* [GIVEN EXERCISE]:
Swap every occurrence of "light blue" for "pale blue" in the data, starting with the line that contains "Where can the woman in light" and going on through the line that contains "<point>279,595</point>". Reproduce only those lines, with everything else unchanged.

[Location identification entries]

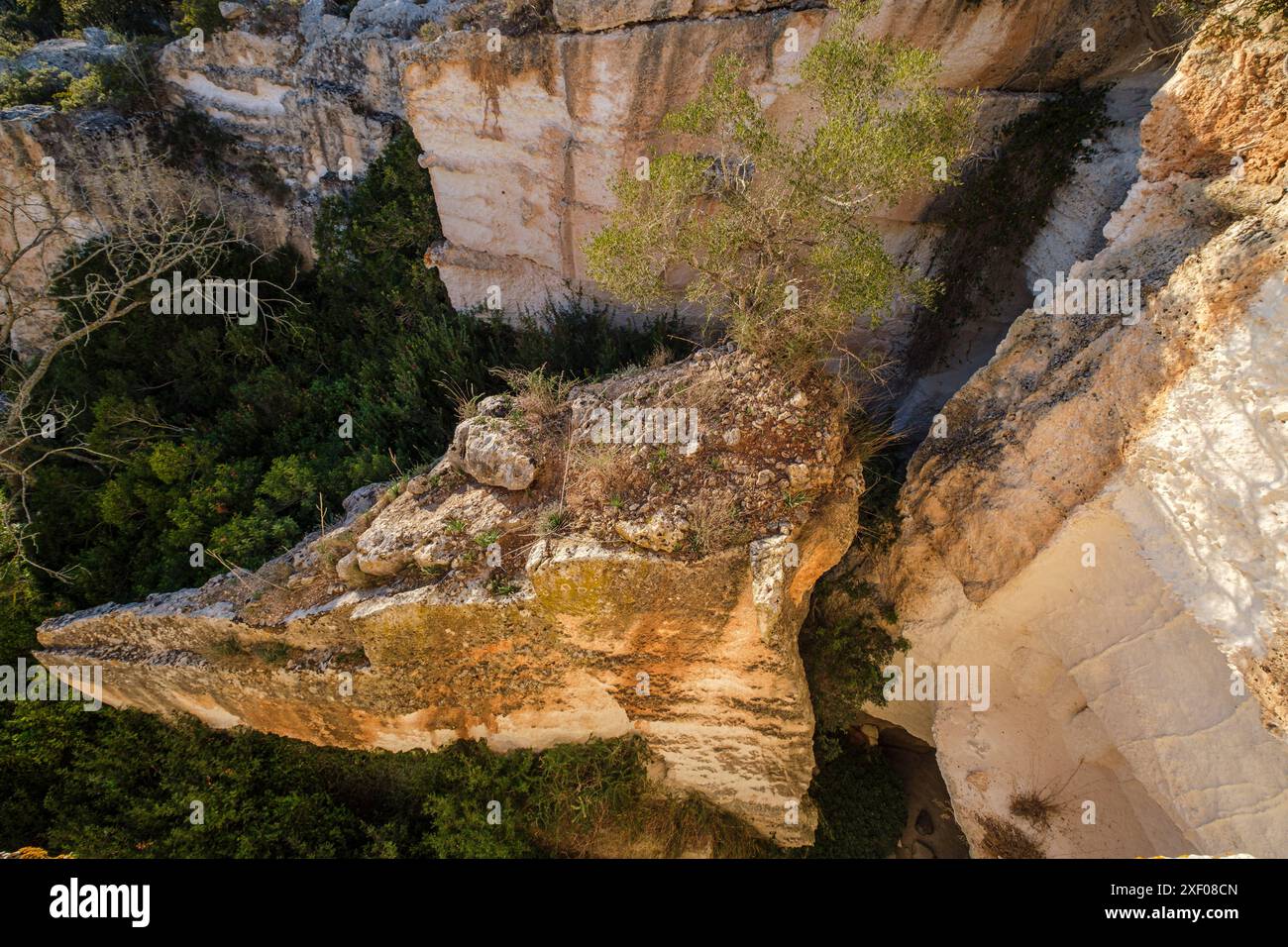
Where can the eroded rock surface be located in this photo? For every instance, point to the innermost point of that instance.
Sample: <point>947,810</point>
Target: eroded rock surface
<point>1104,521</point>
<point>447,608</point>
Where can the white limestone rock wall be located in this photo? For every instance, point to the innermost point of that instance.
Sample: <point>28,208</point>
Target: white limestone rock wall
<point>1104,522</point>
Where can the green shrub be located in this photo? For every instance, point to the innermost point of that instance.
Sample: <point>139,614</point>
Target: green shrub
<point>37,86</point>
<point>862,806</point>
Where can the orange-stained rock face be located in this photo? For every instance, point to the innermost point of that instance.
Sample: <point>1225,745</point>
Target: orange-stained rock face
<point>447,608</point>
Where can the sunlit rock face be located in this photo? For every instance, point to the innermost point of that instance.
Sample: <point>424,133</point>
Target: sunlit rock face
<point>449,608</point>
<point>523,136</point>
<point>520,134</point>
<point>1104,517</point>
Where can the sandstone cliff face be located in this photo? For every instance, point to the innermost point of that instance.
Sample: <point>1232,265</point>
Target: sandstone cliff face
<point>519,612</point>
<point>520,142</point>
<point>1104,521</point>
<point>317,99</point>
<point>522,134</point>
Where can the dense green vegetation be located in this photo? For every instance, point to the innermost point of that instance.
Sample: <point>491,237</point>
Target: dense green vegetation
<point>121,785</point>
<point>226,434</point>
<point>230,436</point>
<point>861,805</point>
<point>210,432</point>
<point>776,226</point>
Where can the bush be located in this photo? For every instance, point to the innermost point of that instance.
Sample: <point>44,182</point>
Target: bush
<point>862,806</point>
<point>224,434</point>
<point>37,86</point>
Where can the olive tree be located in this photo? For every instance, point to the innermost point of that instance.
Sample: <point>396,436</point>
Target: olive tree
<point>773,222</point>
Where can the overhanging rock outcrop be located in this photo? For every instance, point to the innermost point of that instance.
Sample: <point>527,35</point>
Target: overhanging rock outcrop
<point>445,608</point>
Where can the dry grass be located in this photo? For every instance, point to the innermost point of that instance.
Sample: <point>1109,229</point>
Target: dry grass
<point>599,472</point>
<point>1034,806</point>
<point>464,399</point>
<point>1005,839</point>
<point>536,392</point>
<point>715,523</point>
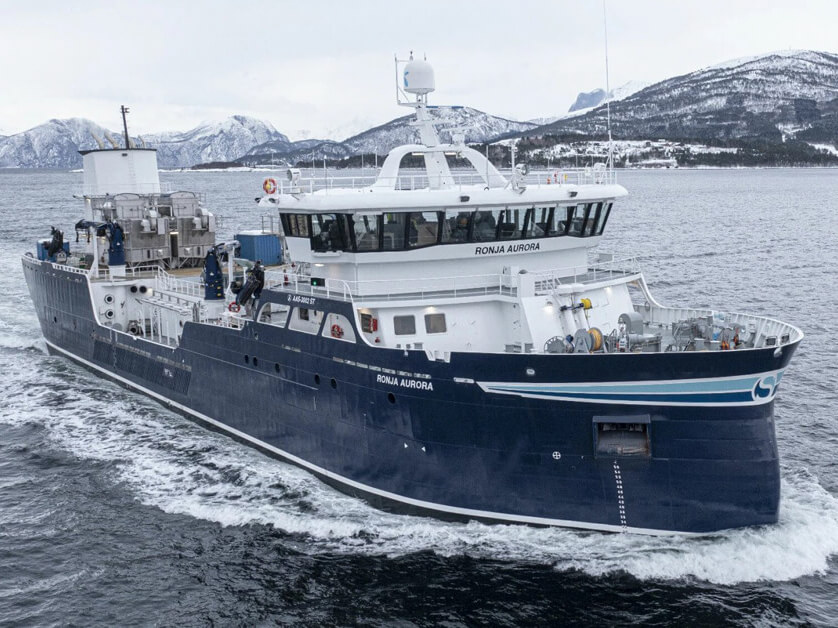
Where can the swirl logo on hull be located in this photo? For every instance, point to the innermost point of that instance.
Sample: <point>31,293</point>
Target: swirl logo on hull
<point>766,387</point>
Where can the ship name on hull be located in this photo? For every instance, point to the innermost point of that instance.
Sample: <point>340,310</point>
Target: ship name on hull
<point>404,382</point>
<point>521,247</point>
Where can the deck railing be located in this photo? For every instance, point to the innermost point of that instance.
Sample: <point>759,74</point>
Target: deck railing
<point>603,268</point>
<point>420,181</point>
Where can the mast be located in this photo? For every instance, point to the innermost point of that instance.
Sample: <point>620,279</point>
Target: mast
<point>123,109</point>
<point>607,91</point>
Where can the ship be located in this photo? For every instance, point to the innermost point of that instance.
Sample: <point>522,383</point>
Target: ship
<point>445,341</point>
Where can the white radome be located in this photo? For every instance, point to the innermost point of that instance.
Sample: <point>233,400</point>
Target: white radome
<point>418,77</point>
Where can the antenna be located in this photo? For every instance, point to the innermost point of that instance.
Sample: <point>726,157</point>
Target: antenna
<point>607,91</point>
<point>123,109</point>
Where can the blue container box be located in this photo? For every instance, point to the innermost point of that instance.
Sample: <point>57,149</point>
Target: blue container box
<point>43,245</point>
<point>256,245</point>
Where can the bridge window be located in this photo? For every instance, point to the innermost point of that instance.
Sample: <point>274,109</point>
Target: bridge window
<point>331,232</point>
<point>435,323</point>
<point>593,220</point>
<point>604,218</point>
<point>296,225</point>
<point>395,225</point>
<point>513,224</point>
<point>485,228</point>
<point>423,229</point>
<point>366,230</point>
<point>544,222</point>
<point>576,217</point>
<point>456,226</point>
<point>404,325</point>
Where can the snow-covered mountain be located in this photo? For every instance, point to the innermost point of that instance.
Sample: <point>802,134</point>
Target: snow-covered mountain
<point>477,126</point>
<point>589,100</point>
<point>55,144</point>
<point>219,141</point>
<point>772,97</point>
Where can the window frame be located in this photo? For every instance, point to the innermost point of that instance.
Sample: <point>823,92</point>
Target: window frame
<point>436,315</point>
<point>412,318</point>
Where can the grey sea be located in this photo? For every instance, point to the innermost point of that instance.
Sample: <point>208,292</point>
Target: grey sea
<point>116,511</point>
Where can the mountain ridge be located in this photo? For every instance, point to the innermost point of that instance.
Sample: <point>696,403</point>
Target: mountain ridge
<point>775,98</point>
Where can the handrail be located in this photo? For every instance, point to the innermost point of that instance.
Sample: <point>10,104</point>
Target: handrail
<point>421,181</point>
<point>545,281</point>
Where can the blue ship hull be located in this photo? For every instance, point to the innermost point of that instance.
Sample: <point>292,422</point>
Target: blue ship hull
<point>455,439</point>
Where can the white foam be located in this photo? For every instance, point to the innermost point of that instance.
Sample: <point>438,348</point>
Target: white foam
<point>181,468</point>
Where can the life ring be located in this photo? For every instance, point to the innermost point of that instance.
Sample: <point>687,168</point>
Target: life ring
<point>269,185</point>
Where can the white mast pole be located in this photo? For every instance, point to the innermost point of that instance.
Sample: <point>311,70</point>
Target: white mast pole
<point>607,91</point>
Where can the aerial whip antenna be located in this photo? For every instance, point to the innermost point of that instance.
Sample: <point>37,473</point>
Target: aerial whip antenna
<point>607,91</point>
<point>123,110</point>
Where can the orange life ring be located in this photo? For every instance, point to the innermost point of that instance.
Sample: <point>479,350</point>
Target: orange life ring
<point>269,186</point>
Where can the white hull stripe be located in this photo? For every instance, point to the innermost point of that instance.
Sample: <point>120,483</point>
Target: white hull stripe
<point>464,512</point>
<point>716,391</point>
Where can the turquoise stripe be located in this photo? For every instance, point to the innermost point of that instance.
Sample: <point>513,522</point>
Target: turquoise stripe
<point>674,387</point>
<point>655,398</point>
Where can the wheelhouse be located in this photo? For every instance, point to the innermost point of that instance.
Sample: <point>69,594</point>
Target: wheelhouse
<point>363,232</point>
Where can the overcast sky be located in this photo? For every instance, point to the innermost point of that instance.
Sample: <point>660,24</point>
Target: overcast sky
<point>325,68</point>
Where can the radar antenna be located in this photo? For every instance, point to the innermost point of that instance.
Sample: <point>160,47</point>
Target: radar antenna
<point>123,109</point>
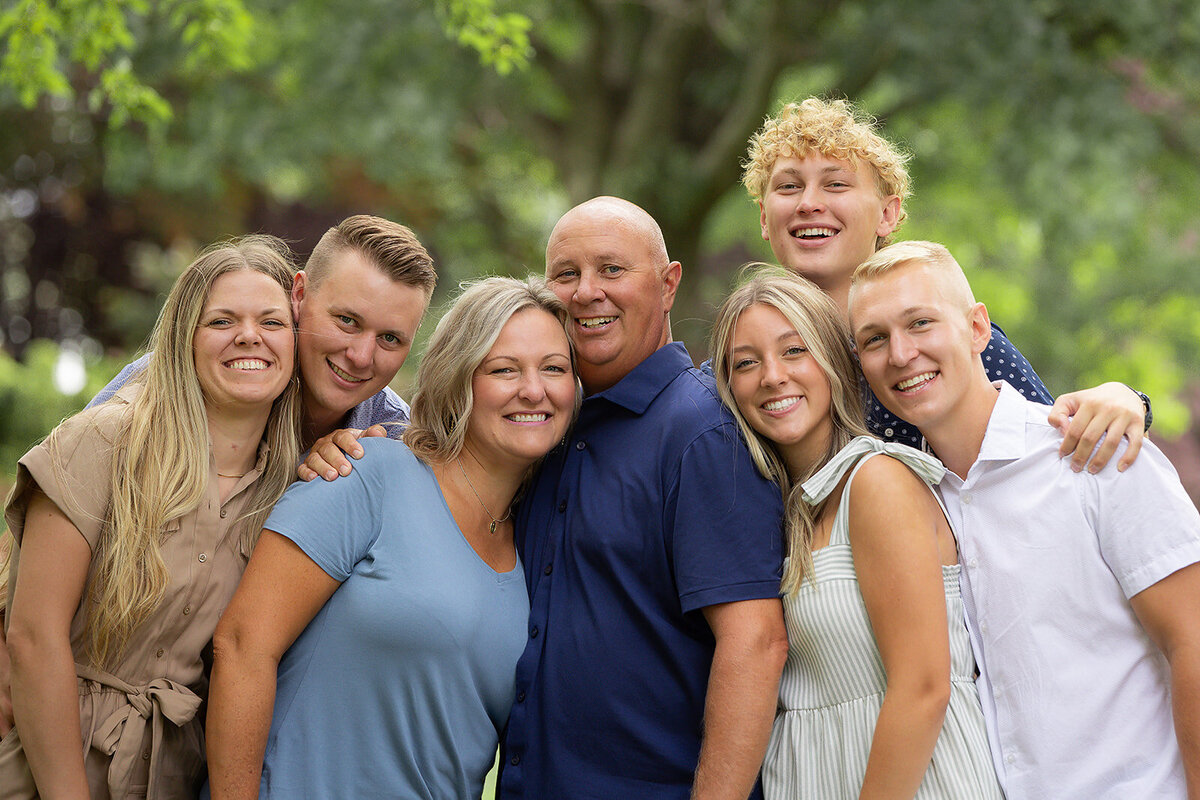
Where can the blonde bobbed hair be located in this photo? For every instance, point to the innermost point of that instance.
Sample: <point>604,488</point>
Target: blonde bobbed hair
<point>443,401</point>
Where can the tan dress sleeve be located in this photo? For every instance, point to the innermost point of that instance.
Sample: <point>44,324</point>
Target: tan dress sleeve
<point>73,468</point>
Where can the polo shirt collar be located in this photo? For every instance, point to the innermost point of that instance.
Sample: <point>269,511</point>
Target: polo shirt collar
<point>1005,438</point>
<point>639,389</point>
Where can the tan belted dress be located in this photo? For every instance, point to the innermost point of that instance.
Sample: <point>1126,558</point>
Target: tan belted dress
<point>142,733</point>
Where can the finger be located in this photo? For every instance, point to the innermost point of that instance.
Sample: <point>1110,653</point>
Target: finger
<point>1135,434</point>
<point>1087,440</point>
<point>1104,452</point>
<point>347,441</point>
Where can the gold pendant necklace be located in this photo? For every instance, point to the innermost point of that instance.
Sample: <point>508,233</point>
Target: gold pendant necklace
<point>481,505</point>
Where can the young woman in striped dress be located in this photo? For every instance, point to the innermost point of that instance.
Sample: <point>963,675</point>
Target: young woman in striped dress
<point>877,698</point>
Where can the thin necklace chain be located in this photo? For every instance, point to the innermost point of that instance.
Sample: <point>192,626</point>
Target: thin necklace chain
<point>481,504</point>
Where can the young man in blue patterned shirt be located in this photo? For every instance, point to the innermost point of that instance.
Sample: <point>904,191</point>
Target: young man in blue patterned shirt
<point>831,191</point>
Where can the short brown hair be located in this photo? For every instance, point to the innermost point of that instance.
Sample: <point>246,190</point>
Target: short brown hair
<point>389,245</point>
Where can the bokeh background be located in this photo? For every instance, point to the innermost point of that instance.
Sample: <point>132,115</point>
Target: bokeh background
<point>1055,146</point>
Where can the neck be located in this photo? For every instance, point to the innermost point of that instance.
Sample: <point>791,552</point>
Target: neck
<point>958,439</point>
<point>235,440</point>
<point>478,493</point>
<point>317,422</point>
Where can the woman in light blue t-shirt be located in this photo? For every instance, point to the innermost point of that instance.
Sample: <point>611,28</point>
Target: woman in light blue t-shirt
<point>371,647</point>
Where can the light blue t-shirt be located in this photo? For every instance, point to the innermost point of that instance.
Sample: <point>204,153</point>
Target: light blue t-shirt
<point>400,685</point>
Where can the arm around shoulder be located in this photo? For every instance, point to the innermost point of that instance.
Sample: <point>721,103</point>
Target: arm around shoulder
<point>279,595</point>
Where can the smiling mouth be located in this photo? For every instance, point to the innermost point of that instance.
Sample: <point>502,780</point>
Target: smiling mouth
<point>540,416</point>
<point>594,322</point>
<point>916,382</point>
<point>345,376</point>
<point>247,364</point>
<point>810,234</point>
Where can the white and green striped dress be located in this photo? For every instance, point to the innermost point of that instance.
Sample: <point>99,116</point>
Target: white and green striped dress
<point>833,683</point>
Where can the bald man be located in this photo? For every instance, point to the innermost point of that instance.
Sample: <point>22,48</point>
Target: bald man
<point>1081,589</point>
<point>652,551</point>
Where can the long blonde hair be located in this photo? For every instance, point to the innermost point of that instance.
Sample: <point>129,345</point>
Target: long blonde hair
<point>161,452</point>
<point>819,322</point>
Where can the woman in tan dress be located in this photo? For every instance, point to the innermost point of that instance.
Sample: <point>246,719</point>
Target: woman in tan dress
<point>132,524</point>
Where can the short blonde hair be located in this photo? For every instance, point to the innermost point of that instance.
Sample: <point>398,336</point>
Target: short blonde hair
<point>443,401</point>
<point>831,127</point>
<point>925,253</point>
<point>820,323</point>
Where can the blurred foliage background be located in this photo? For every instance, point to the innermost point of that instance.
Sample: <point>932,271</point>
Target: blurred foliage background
<point>1055,152</point>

* [CORRECT ANSWER]:
Where can the woman in pale blue t-shirt be located in this photo? For every instance, point to the innermost point of that instance.
Sample: <point>611,28</point>
Target: woman in pale blue t-shirt
<point>371,647</point>
Where can the pale blue t-shirt be located in this photo? For every instance, point to the innermost point of that instance.
Sample: <point>204,153</point>
Target: pale blue t-shirt
<point>400,685</point>
Where can the arm around shoulder be located in this photo? For every instance, point to the innermost point of that instance.
Sample: <point>721,103</point>
Target: arm around shoulder
<point>279,595</point>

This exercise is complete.